BJJ Poll: On Average How Many Training Partners Do You Spar (“Roll”) with in a Typical BJJ Class?


Some folks don’t do any sparring in their Brazilian jiu-jitsu class. Some folks do just a bit before packing up for the day and heading home to recover after a hard day of training. And other BJJ students just can’t be pulled away from rolling even when they’re hurt and should’ve stopped a long time ago!

How about you? Do you generally go through a couple of training partners before heading home? What’s the normal number of training partners you roll with before you call it a day?

Let us know by voting in the poll above and leave us your thoughts in the comment section below!

9 thoughts on “BJJ Poll: On Average How Many Training Partners Do You Spar (“Roll”) with in a Typical BJJ Class?”

  1. it totally blows me away when i have trained at other academies when out of town and see classes set up where you dont have to spar. what?!?!?!?!

    it’s almost as annoying as when i have trained places where you never switch partners through the whole class, drills and sparring. ugh.

    the two main places i have trained at you roll with pretty much everyone who is at class, every class. rarely is there fewer than 5 people, so i voted 5 or more.

  2. Normally 3 or 4 at most, particularly if the club is sufficiently relaxed that I can sit out should I want to (which I do quite often, due to a combination of wanting to write up notes and general laziness).

  3. Depending on how i feel, i will stay to roll a few times after the technique portions of class. You are NEVER required to roll where i train if you don’t want to. The idea is to have fun training, not dread training! The reality is that a lot of new folks are skittish about rolling when they first start so they have to be eased into it. if you require everyone to roll in every class all the time, people will get too nervous about it and eventually stop going to class!

Records to process ::
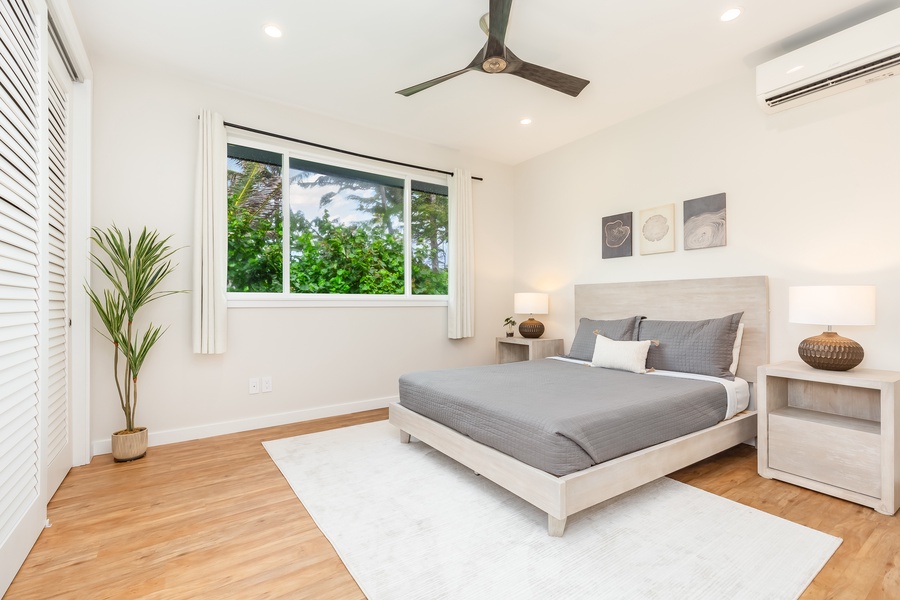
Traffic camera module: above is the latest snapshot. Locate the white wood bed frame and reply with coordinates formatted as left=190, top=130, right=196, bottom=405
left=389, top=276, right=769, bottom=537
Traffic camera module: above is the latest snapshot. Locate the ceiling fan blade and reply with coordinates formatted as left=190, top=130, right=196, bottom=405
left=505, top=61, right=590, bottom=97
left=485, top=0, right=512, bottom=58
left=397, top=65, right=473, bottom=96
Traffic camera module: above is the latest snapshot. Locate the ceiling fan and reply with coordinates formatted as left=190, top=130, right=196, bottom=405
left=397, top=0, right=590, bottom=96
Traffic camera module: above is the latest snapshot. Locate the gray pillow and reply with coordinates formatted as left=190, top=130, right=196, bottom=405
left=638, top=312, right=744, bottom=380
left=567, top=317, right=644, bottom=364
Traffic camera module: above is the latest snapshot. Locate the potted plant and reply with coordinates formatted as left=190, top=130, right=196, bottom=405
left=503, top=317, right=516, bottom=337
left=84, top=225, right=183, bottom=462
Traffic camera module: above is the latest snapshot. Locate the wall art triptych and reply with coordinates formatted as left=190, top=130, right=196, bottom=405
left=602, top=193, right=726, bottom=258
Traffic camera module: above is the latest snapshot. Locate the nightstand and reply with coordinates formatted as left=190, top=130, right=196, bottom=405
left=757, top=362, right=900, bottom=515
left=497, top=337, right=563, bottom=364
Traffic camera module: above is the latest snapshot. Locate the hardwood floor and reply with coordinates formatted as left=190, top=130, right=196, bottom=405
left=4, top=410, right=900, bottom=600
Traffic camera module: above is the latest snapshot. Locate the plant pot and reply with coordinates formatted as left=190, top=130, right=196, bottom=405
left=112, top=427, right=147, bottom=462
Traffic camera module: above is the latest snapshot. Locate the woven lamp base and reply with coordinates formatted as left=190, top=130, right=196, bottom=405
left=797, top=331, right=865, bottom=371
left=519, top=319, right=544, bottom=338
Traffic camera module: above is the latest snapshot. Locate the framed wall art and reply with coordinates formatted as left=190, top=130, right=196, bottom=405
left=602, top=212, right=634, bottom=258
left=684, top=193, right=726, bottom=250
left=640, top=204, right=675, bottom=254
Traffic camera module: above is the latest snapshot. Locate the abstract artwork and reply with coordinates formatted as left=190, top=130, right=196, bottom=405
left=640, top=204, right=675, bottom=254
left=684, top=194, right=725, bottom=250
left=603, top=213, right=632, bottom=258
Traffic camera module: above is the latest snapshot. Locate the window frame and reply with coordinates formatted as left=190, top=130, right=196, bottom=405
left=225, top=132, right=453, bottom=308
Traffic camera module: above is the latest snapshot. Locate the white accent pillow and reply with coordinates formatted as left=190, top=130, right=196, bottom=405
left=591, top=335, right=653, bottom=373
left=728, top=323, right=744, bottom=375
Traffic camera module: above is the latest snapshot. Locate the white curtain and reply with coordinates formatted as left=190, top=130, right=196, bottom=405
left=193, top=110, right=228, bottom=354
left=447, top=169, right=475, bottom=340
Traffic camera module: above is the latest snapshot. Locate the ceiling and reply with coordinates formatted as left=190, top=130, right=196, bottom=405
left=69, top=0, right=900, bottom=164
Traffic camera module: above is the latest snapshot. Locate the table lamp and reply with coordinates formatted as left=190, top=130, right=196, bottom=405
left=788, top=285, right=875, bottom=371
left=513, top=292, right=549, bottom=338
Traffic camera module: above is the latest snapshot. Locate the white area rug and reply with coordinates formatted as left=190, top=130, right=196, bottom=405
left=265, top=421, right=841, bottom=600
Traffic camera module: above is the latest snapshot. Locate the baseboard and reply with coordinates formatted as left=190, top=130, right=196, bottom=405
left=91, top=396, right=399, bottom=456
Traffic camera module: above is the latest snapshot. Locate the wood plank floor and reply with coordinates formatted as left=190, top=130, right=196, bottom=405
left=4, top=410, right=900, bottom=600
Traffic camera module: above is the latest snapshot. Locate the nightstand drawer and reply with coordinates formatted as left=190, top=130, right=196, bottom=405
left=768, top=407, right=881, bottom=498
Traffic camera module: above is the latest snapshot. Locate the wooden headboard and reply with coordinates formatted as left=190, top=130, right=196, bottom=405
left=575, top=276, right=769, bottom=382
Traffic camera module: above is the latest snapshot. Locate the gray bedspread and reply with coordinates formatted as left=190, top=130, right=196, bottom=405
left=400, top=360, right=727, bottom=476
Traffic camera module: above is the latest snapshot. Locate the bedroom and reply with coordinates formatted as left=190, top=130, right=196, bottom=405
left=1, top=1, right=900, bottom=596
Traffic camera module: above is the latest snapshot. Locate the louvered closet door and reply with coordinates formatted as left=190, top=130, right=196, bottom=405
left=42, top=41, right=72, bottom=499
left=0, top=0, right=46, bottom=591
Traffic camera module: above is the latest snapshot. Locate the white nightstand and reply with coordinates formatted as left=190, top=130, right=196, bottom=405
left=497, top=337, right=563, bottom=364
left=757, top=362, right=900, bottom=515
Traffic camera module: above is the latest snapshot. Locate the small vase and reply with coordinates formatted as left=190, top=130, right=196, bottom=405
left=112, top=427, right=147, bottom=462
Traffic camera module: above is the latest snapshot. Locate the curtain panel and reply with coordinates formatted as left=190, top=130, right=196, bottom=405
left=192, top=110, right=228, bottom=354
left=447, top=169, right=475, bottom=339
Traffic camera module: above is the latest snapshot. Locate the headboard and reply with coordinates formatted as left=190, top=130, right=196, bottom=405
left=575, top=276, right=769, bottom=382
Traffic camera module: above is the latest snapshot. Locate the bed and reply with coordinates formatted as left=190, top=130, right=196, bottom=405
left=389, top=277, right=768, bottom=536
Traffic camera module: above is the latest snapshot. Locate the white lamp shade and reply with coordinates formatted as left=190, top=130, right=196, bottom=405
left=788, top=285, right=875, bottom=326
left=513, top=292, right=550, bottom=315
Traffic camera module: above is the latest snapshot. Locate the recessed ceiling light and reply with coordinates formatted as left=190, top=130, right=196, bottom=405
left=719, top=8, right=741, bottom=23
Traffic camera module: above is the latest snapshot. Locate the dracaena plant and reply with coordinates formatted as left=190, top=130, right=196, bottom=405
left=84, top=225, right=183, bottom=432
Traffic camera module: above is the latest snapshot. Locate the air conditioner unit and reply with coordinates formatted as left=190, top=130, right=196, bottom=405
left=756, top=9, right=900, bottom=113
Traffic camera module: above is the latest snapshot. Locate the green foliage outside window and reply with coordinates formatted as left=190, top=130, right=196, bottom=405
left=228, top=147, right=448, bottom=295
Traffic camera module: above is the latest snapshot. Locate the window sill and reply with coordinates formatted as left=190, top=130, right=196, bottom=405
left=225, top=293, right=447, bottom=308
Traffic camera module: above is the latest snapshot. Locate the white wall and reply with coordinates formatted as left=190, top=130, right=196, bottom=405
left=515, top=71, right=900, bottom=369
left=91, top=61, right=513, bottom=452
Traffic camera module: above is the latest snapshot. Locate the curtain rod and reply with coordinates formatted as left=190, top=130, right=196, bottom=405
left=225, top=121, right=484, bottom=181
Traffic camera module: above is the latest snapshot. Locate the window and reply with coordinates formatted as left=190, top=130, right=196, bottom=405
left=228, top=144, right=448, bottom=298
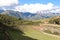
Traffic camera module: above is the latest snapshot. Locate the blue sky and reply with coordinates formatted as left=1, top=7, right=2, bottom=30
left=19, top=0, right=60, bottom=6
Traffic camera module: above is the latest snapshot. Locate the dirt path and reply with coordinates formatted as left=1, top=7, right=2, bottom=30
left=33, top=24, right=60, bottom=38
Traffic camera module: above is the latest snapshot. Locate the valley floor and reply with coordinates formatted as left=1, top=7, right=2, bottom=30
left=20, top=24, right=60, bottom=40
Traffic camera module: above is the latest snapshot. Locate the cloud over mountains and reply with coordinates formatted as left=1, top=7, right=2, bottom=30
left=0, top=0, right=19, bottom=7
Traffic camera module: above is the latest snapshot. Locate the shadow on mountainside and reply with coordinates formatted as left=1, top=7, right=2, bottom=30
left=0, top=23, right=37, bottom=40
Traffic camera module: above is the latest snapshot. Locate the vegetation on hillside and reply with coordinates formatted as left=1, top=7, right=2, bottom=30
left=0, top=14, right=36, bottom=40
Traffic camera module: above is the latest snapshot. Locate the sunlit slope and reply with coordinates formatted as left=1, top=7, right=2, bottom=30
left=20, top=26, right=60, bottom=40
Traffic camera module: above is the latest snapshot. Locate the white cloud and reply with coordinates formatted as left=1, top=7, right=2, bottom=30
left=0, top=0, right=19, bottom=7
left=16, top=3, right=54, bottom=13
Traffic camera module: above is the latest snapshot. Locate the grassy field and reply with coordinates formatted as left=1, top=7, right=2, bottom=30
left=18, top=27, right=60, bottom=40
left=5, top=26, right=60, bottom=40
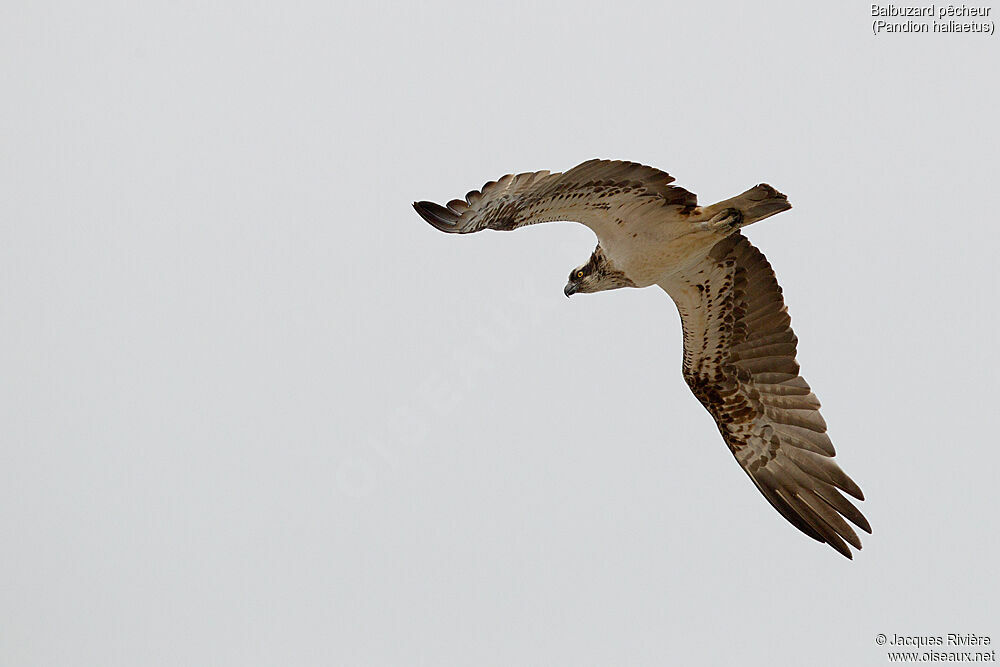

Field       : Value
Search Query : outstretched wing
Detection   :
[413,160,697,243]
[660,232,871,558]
==
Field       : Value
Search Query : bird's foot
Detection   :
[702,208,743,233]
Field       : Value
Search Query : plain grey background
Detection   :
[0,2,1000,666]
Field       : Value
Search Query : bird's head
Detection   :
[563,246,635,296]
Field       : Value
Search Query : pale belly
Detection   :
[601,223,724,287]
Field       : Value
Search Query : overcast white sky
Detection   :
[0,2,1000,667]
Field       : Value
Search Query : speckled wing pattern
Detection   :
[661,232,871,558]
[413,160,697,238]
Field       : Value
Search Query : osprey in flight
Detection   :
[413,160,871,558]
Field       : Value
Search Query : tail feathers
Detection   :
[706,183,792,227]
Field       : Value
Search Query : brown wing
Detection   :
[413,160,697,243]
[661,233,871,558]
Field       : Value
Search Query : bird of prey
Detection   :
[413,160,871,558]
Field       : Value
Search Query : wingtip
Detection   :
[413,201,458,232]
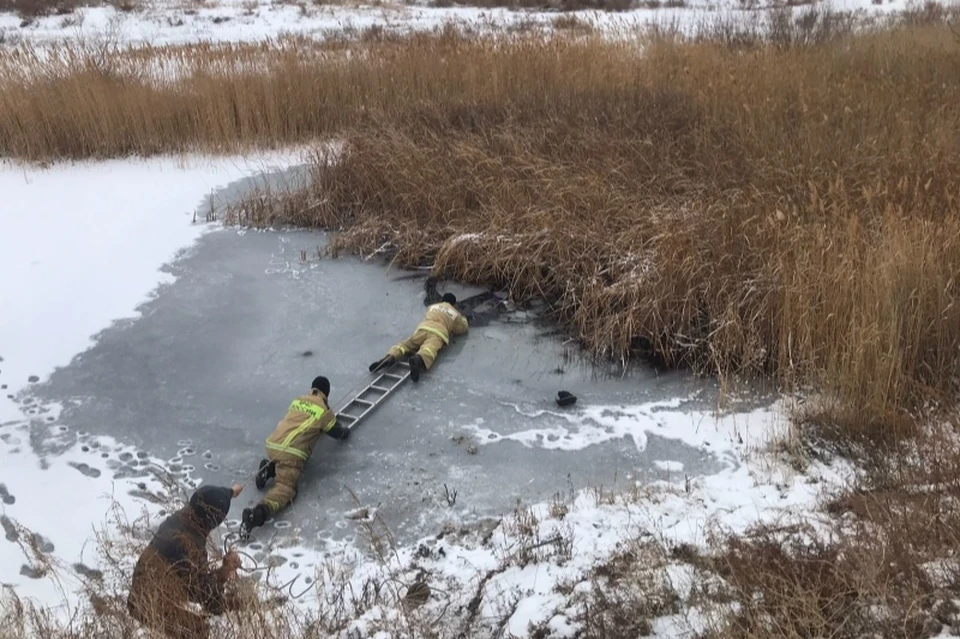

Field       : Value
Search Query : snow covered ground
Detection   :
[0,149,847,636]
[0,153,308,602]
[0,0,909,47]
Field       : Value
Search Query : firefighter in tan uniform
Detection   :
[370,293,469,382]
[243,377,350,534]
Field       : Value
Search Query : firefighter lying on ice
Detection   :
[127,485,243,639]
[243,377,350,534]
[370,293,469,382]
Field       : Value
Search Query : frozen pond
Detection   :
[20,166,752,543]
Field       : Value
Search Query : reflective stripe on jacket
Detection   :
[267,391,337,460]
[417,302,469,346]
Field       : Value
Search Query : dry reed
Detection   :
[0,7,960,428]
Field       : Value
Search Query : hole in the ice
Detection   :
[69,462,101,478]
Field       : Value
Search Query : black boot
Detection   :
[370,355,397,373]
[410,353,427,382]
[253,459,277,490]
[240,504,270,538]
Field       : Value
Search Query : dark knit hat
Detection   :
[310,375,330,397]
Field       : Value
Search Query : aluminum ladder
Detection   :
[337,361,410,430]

Written instruction 1 :: In the BJJ poll page, which option did the first commenter vote for?
Written instruction 2 :: In the first block of entries, recast everything from the line containing "Locate the recessed" down to the line containing "left=225, top=121, right=484, bottom=181", both included, as a JSON list of strings with one string per line and blank lines left out.

Correct output 1 :: 5 or more

Correct output 2 ::
[
  "Traffic camera module: above is the latest snapshot. Locate the recessed ceiling light and reply with coordinates formatted as left=190, top=130, right=196, bottom=405",
  "left=719, top=8, right=741, bottom=23",
  "Traffic camera module: above is the latest snapshot. Locate the dracaena plant and reply with coordinates formatted as left=190, top=130, right=196, bottom=405",
  "left=84, top=225, right=183, bottom=432",
  "Traffic camera module: above is the latest snapshot. Locate the air conditioner unit and reply with coordinates formatted as left=190, top=130, right=196, bottom=405",
  "left=756, top=9, right=900, bottom=113",
  "Traffic camera module: above is the latest snapshot. Locate the green foliage outside window and reply with coordinates formatted as left=190, top=130, right=196, bottom=405",
  "left=228, top=147, right=448, bottom=295",
  "Traffic camera module: above is the latest snapshot. Locate the window sill and reply with coordinates formatted as left=190, top=130, right=196, bottom=405",
  "left=225, top=293, right=447, bottom=308",
  "Traffic camera module: above is the latest snapshot. Locate the white wall and reply with coordinates formatted as left=190, top=130, right=196, bottom=405",
  "left=515, top=71, right=900, bottom=369",
  "left=91, top=61, right=513, bottom=452",
  "Traffic camera module: above is the latest snapshot. Locate the curtain rod and reply with coordinates formatted as left=190, top=130, right=196, bottom=405",
  "left=225, top=121, right=484, bottom=181"
]